### Task to complete:
Give an exact copy of every entry.

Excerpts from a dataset
*** Block opens ***

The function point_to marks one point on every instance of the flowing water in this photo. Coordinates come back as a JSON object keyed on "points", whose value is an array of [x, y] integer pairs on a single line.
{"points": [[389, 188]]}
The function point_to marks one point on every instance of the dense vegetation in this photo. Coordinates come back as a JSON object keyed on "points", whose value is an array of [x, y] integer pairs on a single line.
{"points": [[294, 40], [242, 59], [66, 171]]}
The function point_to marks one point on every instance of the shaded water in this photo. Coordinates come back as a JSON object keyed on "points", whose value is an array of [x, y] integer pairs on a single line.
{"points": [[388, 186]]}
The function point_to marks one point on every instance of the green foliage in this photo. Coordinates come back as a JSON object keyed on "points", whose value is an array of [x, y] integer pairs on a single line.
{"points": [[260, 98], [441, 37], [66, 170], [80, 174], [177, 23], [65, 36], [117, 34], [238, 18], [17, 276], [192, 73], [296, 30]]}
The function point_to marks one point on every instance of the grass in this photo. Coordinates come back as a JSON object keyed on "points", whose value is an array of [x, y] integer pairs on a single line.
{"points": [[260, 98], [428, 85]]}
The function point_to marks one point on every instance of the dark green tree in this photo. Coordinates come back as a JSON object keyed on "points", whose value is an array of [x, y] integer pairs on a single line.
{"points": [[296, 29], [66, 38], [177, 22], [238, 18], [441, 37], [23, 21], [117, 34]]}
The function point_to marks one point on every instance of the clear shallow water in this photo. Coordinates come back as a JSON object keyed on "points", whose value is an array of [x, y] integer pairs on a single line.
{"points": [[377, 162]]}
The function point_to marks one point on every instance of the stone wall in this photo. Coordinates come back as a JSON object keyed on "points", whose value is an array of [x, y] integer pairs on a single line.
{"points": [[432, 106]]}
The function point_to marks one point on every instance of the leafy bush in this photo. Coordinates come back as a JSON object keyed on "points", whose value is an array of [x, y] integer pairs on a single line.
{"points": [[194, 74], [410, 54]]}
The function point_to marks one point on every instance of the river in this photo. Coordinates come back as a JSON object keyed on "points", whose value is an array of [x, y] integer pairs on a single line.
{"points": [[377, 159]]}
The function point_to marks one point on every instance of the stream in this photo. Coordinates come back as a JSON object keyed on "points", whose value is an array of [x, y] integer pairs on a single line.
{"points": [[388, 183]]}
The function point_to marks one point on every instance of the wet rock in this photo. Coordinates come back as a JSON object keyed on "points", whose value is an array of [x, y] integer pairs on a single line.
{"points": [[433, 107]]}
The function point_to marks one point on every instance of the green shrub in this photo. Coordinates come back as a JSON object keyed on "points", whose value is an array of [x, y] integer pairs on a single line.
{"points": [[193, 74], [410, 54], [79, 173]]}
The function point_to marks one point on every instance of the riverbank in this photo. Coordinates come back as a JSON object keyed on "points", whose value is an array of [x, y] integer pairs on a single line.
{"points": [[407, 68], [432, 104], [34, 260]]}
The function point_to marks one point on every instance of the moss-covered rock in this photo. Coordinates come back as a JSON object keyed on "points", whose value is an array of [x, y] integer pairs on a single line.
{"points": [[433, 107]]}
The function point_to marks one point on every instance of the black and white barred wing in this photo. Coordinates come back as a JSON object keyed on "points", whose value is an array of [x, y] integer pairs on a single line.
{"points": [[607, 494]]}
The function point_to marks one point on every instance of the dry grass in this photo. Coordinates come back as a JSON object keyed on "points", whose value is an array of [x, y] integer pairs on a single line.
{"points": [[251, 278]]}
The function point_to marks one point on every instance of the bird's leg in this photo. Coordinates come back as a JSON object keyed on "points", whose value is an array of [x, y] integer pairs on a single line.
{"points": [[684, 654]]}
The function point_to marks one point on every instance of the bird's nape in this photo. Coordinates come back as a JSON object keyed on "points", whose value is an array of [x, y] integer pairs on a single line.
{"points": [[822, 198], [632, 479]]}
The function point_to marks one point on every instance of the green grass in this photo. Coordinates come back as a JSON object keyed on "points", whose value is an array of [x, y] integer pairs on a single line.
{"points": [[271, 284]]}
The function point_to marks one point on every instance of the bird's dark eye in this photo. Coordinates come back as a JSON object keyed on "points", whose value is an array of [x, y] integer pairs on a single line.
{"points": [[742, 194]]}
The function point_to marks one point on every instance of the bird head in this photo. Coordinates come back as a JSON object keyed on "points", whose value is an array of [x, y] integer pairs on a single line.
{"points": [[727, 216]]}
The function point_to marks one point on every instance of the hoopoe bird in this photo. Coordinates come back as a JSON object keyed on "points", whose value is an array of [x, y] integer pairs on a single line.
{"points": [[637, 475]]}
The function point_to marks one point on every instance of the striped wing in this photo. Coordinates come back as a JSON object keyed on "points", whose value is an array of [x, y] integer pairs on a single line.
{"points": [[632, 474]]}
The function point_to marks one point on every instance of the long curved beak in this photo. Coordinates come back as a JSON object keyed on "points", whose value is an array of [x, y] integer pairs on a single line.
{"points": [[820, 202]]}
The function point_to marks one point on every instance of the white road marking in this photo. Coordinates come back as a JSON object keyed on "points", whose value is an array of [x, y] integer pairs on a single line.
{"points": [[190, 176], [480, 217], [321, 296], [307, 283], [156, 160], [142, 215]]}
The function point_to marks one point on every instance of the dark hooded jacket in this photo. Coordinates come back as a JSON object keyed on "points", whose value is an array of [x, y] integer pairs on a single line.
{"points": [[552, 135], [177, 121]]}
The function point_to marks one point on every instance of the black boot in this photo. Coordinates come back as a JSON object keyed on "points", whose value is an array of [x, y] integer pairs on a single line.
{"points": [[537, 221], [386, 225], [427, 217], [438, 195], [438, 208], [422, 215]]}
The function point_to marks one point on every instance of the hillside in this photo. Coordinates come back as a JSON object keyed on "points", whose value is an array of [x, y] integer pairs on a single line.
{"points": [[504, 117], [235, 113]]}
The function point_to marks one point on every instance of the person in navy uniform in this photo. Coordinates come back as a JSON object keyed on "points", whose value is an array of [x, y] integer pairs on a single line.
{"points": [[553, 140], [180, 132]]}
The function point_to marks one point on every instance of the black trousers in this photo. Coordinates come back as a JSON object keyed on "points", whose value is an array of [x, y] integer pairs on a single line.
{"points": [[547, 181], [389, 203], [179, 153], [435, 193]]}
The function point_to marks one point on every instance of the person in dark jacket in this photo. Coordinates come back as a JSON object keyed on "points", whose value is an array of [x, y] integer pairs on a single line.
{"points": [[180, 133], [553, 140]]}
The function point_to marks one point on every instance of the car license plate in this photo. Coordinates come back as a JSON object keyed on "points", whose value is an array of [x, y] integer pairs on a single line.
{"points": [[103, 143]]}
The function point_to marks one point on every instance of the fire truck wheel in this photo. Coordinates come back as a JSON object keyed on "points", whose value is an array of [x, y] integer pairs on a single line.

*** Block closes ***

### Solution:
The function point_to marks one point on every instance of the flowing water in this photo. Coordinates come back as a JSON object keyed on "points", whose value is an array of [x, y] integer pairs on a single line.
{"points": [[389, 188]]}
The function point_to marks one point on every instance of the dense vegetation in this photo. Coordinates come back as a JSON object keyed on "points", whose value is an array of [x, y] integer pairs on a single line.
{"points": [[294, 40], [242, 59], [66, 171]]}
The function point_to marks one point on every instance of the shaded water in this photo. Coordinates come back as a JSON object keyed on "points", whose value is an array of [x, y] integer pairs on a single line.
{"points": [[388, 186]]}
The function point_to marks one point on every instance of the green foliage in this photo. Coordinates come back as a JSON object keyed on "points", whose value is an array of [x, y] integer pairs on a single line.
{"points": [[260, 98], [441, 37], [66, 170], [80, 174], [177, 23], [65, 36], [117, 34], [238, 18], [17, 276], [192, 73], [296, 30]]}
The function point_to marks one point on every instance of the grass in this photo. Coordinates come back as a JSON object keyed on "points", whose value is an array of [x, y] integer pairs on a single line.
{"points": [[260, 98], [428, 85]]}
The function point_to marks one point on every instance of the dark green tree in this photo. Coordinates come back as a JSON object keyed on "points", whose value is an array of [x, y] integer pairs on a single line.
{"points": [[296, 29], [66, 38], [177, 22], [238, 18], [441, 37], [23, 21], [117, 34]]}
The function point_to marks one point on every instance of the clear shallow water in this photo. Coordinates come back as a JSON object keyed on "points", whose value is an array of [x, y] integer pairs on a single line.
{"points": [[377, 162]]}
The function point_to marks one point on every instance of the stone wall in this photo. Coordinates come back as a JSON object keyed on "points", whose value is an array of [x, y] integer pairs on a single line.
{"points": [[432, 106]]}
The function point_to marks one point on every instance of the leafy bush in this photo. Coordinates come back as a JSON object keyed on "points", whose value is an array of [x, y] integer pairs on a single line.
{"points": [[194, 74], [410, 54]]}
The function point_to marks one point on every instance of the river in this photo. Coordinates come back as a JSON object keyed on "points", whose value is an array of [x, y] integer pairs on a single line.
{"points": [[377, 159]]}
The function point_to marks one point on every instance of the stream in this photo. Coordinates come back as a JSON object keyed on "points", whose value is an array of [x, y] integer pairs on a single line.
{"points": [[388, 183]]}
The function point_to marks one point on every instance of the wet rock in this photo. Coordinates come back as a JSON object keyed on "points", whose value is an array of [x, y] integer pairs on a single line.
{"points": [[433, 107]]}
The function point_to marks one point on every instance of the green shrub in this photo. Coordinates come back as a JSON object keyed on "points", whose value is an array of [x, y] integer pairs on a single line.
{"points": [[193, 74], [410, 54], [79, 173]]}
The function point_to marks one point on every instance of the riverbank in this photo. Coordinates come back as a JSON object keyed on "points", whose value is an array of [x, y] integer pairs on a single line.
{"points": [[407, 68], [432, 104], [34, 260]]}
The function point_to marks one point on every instance of the moss-covered rock in this photo. Coordinates come back as a JSON object keyed on "points", whose value is an array of [x, y] integer pairs on a single line.
{"points": [[433, 107]]}
The function point_to marks one point on every instance of the black and white barred wing in this photo. Coordinates come back as a JSON object keyed on "points", whose value is an array of [x, y] integer pairs on a single line.
{"points": [[607, 494]]}
The function point_to marks one point on every instance of the dry grass in this photo. Coordinates come back as a JSON object keyed on "points", whose value is an array of [x, y] integer pairs on a single line.
{"points": [[251, 278]]}
The function point_to marks one point on every instance of the bird's leg in this photo. Coordinates come back as a JSON object keyed on "points", whose value is an array of [x, y] integer pairs on a single line.
{"points": [[684, 654]]}
The function point_to marks one point on every instance of the bird's nape in this photo. Coordinates come back as a JSON object keyed on "points", whose value is an array of [x, y] integer pairs on a single line.
{"points": [[822, 198], [632, 479]]}
The function point_to marks one point on every instance of the green grass in this photo. Coordinates come back as a JSON object keyed on "points", whose value is an array of [x, y] integer pairs on a single line.
{"points": [[271, 284]]}
The function point_to marks one point on every instance of the bird's dark eye in this photo. Coordinates come back as a JSON object keyed on "points", whose value is an array of [x, y] integer pairs on a single line.
{"points": [[742, 194]]}
The function point_to marks one point on every instance of the bird head in this photo. Coordinates come back as a JSON object keyed on "points", whose value is an array of [x, y] integer pairs on a single line.
{"points": [[727, 216]]}
The function point_to marks one point on every instance of the hoopoe bird in this photo. Coordinates come back as a JSON object keyed on "points", whose value is an array of [x, y] integer pairs on a single line.
{"points": [[637, 475]]}
The function point_to marks one point on every instance of the striped wing in this photo. Coordinates come back as a JSON object keyed on "points", whose value is an array of [x, y] integer pairs on a single line.
{"points": [[632, 474]]}
The function point_to marks one point on every instance of the long curved beak in this photo. Coordinates come back as a JSON object keyed on "points", whose value is an array of [x, y] integer pairs on a single line.
{"points": [[820, 202]]}
The function point_to marks one point on every instance of the white road marking in this photo. Coordinates come back as a JSON object keyed on "points", whose value is an array of [x, y] integer pairs on a single line.
{"points": [[190, 176], [480, 217], [321, 296], [307, 283], [156, 160], [142, 215]]}
The function point_to marks one point on every instance of the dark hooded jacket in this photo. Coordinates come back as a JSON object keyed on "points", whose value is an array of [x, y] integer pairs on a single line.
{"points": [[552, 135], [177, 121]]}
The function point_to marks one point on every instance of the black boot in this photo. Coordinates come back as a JSON object keyed on "points", whose value is an array of [x, y] integer pairs on a single line.
{"points": [[537, 221], [386, 225], [427, 217], [438, 195], [438, 208], [422, 215]]}
The function point_to marks one point on every instance of the hillside in this photo. Coordinates come back as a JSON object keyed on "points", whose value is an array of [x, y] integer pairs on a single line.
{"points": [[504, 117], [235, 113]]}
The function point_to marks one point on every instance of the person in navy uniform in this photo. Coordinates come back as a JSON object keyed on "points", whose value is an array of [x, y] integer pairs on a single line.
{"points": [[553, 140], [180, 132]]}
The function point_to marks one point on every instance of the black trousers in this photo. Coordinates come back as a JSON object keyed on "points", whose value is an array of [x, y] integer pairs on a single line.
{"points": [[547, 181], [389, 203], [179, 153], [435, 193]]}
The function point_to marks one point on every instance of the person in dark jacket in this photo. Coordinates come back as a JSON object keyed on "points", whose value is an array of [x, y] integer pairs on a single line.
{"points": [[180, 133], [553, 140]]}
The function point_to marks one point on every instance of the car license plate in this photo. Coordinates come back as a JSON object keyed on "points", whose value is an array of [x, y] integer pairs on a single line.
{"points": [[103, 143]]}
The function point_to marks one point on every instance of the fire truck wheel in this photo. Coordinates come back as a JSON object keyed on "points", whose value is an array of [x, y] integer pairs on a single line.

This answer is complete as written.